Beginning at the line that contains "Would you kindly indicate the red", reproduce every line to the end of the material without changing any of them.

+ + + +

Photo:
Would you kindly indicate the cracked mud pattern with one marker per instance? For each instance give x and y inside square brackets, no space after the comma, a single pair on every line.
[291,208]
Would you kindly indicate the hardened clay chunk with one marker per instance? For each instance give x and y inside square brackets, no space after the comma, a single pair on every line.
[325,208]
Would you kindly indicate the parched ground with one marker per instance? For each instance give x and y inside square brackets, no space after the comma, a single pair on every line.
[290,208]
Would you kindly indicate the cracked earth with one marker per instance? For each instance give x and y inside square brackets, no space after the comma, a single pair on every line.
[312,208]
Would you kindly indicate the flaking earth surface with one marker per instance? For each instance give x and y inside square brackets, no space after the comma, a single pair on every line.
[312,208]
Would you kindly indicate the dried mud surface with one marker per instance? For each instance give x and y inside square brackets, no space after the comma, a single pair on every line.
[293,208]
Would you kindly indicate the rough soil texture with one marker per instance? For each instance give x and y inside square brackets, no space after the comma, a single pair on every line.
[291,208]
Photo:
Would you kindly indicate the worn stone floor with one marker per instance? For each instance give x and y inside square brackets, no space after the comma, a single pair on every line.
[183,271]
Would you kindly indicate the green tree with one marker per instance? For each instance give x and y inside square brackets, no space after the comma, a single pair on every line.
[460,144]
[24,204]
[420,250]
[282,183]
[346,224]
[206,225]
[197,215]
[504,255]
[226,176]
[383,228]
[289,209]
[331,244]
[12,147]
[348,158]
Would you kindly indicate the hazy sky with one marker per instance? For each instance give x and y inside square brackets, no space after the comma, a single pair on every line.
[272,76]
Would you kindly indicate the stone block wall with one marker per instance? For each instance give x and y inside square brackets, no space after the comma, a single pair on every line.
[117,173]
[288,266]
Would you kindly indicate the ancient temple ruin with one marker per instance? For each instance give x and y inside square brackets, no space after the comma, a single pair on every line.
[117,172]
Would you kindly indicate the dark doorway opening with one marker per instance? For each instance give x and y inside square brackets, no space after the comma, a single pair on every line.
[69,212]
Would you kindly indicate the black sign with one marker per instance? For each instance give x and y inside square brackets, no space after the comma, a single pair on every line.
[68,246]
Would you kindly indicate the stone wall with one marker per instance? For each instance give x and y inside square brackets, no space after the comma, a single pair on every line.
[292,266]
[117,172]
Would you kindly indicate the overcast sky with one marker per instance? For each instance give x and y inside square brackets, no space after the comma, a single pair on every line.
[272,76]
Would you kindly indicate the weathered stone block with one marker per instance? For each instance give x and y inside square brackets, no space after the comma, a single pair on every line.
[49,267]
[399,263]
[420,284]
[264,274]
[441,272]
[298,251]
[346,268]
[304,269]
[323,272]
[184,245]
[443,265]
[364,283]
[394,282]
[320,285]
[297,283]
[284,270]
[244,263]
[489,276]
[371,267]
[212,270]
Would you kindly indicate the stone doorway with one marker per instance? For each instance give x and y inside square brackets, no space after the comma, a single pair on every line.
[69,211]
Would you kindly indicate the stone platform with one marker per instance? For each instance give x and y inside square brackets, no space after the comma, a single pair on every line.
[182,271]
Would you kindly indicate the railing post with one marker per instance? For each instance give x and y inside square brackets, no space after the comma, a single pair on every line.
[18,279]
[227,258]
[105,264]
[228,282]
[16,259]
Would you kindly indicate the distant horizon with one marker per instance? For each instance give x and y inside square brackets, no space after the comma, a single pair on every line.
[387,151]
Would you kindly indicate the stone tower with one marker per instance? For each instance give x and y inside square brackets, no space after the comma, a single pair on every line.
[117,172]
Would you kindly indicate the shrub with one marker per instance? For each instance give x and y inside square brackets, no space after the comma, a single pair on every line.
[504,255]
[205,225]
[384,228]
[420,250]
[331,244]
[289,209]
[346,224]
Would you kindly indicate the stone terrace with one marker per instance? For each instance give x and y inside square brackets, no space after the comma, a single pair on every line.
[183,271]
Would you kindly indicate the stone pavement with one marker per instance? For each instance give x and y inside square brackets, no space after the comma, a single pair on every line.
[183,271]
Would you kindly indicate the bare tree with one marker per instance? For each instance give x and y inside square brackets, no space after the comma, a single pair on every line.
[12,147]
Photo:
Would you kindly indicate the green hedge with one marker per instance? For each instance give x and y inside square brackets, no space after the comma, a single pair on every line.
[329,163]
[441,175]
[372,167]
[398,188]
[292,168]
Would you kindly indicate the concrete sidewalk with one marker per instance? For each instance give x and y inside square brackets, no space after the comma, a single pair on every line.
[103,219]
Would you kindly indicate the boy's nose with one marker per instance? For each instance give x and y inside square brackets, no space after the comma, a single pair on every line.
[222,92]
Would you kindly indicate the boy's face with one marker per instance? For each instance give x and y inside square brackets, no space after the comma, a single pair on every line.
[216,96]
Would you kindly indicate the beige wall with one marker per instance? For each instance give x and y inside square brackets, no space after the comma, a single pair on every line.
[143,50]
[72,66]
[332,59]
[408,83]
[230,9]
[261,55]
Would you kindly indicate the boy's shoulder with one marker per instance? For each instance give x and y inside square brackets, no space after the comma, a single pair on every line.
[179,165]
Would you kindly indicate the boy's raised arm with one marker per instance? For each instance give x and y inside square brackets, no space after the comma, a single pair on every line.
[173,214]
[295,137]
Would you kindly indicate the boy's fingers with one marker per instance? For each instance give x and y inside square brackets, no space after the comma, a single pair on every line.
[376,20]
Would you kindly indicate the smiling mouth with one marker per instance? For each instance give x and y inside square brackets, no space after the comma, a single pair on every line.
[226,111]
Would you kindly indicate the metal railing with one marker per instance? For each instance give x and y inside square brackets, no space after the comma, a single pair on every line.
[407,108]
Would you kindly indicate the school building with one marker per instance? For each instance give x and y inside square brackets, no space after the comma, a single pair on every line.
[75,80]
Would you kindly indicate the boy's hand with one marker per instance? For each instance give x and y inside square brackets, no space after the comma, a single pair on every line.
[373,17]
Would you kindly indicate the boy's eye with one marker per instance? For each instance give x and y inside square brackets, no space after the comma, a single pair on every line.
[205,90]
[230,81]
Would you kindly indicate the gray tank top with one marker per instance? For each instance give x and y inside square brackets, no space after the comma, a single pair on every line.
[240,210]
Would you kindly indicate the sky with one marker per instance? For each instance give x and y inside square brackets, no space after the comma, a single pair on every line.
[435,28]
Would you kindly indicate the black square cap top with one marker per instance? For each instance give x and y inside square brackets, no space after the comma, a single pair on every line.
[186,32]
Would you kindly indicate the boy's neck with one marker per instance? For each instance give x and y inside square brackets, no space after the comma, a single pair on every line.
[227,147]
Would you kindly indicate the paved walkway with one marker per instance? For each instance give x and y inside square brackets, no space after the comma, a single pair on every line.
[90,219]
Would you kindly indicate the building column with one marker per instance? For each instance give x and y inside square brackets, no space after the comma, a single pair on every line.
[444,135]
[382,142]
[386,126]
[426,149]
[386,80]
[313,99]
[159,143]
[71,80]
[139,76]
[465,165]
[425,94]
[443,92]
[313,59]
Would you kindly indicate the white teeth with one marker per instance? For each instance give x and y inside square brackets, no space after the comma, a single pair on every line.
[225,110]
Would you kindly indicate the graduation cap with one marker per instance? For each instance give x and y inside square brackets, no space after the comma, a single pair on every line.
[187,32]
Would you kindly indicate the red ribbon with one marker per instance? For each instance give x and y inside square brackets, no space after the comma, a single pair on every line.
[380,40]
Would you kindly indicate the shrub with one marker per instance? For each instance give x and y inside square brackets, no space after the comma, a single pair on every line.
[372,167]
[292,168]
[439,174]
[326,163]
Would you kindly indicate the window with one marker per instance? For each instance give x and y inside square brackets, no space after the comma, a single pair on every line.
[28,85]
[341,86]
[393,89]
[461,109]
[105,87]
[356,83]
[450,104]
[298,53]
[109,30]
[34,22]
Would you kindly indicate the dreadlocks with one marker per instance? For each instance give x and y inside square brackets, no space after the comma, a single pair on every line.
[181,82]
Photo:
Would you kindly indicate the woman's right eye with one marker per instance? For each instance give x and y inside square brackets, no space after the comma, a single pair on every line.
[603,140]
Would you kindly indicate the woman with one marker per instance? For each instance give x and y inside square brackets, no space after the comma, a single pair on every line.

+ + + +

* Reply:
Would you kindly indicate the red ribbon with one marker per instance? For each instance give x and y inside square brackets, no space after the comma, a single pair on every line.
[380,40]
Would you kindly indicate the shrub with one marker per instance? For each instance give x and y inside square brackets, no space after the comma, a single pair on every line.
[372,167]
[292,168]
[439,174]
[326,163]
Would you kindly indicate the window with one marker per instance? For each instance give x and y inside square brackets, no space after the comma, a single pair on every line.
[28,85]
[341,86]
[393,89]
[461,109]
[105,87]
[356,83]
[450,104]
[298,53]
[109,30]
[34,22]
Would you kindly indicate the dreadlocks with one marker per instance? For each instance give x and y inside square brackets, no space after the comma, a single pair on every line.
[181,82]
Photo:
Would you kindly indicate the woman's right eye with one marker per instance? For each instance give x and y inside square brackets, no space after the comma, a single pair on every line.
[603,140]
Would you kindly indicate the woman with one marker per instance? For each instance give x and y inside square brackets, no space after the comma, a single pair on every line.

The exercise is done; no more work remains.